■ SOURCE EXCERPT:

I was looking at facebook the other day and found a guy that I went to high school with. He made fun of me quite a bit (many years ago). Now, he's professing to be a born-again Christian, but he has a "joke" picture on his wall of a drunk guy dancing with a fat girl and his friends looking like they want to throw up. I can't remember the caption - but, I remember thinking, some people just never change.

Melissa said...

Sigh.

Anonymous said...

Late arrival: Sirota's article is an embarrassment surely, but doesn't he sorta almost arrive at a real criticism of some fat men: that they don't just benefit from the uneven expectations that shape the way we view male and female bodies, but that they can and do revel in this disparity? Just last week I hired a new secretary - slim, nice legs, fresh out of college. She just happened to be the most qualified candidate for the job. I almost hired a haggardly obese forty-something lady, but she just seemed somehow under-qualified. I won't say "lazy" because I'm no grade A piece of ass either. But she just seemed to lack spirit. Plus, who are we kidding? My wife is a blessed soul, but it's nice to have something a little easier on the eyes to look at weekdays.

People won't look at fat women differently until they learn to look at women differently. Fat acceptance and feminism are bi-sexual life partners.

Brian said...

Fat men DO experience privilege. I don't think Sirota is making any grand discovery there. His point, though, isn't that your poor treatment of fat women is wrong. Just that you should be treated as poorly. He's not really challenging privilege at all.

■ DATA EXCERPTS:

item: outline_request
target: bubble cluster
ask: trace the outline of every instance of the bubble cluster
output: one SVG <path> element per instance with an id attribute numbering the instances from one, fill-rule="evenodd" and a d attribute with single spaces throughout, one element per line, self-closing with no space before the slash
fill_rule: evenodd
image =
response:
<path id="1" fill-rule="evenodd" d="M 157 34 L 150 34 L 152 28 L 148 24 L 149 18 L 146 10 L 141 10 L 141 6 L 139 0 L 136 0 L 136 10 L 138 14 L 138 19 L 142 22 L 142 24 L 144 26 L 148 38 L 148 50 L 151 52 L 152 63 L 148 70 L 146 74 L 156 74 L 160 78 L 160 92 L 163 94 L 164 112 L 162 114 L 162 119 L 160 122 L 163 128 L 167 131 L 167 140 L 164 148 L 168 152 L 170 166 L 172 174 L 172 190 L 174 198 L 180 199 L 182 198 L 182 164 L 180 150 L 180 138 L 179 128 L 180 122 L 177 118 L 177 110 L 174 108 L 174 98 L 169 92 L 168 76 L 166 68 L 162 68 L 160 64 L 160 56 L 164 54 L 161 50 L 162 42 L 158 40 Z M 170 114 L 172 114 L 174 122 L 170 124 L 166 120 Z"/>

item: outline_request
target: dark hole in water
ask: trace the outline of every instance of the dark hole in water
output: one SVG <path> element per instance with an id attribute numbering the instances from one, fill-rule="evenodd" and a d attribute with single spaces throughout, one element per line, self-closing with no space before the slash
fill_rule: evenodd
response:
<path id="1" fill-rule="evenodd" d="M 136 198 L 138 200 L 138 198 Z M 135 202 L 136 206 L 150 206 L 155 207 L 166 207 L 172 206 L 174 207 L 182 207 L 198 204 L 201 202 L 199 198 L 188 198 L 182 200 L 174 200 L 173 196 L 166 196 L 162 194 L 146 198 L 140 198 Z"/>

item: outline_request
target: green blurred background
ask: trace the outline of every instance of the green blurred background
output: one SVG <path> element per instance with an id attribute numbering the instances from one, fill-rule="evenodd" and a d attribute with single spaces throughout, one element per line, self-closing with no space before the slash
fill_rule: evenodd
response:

■ WORK TO COMPLETE: Reproduce the comment thread word for word between "People won't look" and "privilege at all.", inclusive.

■ WRITTEN RESPONSE:
People won't look at fat women differently until they learn to look at women differently. Fat acceptance and feminism are bi-sexual life partners.

Brian said...

Fat men DO experience privilege. I don't think Sirota is making any grand discovery there. His point, though, isn't that your poor treatment of fat women is wrong. Just that you should be treated as poorly. He's not really challenging privilege at all.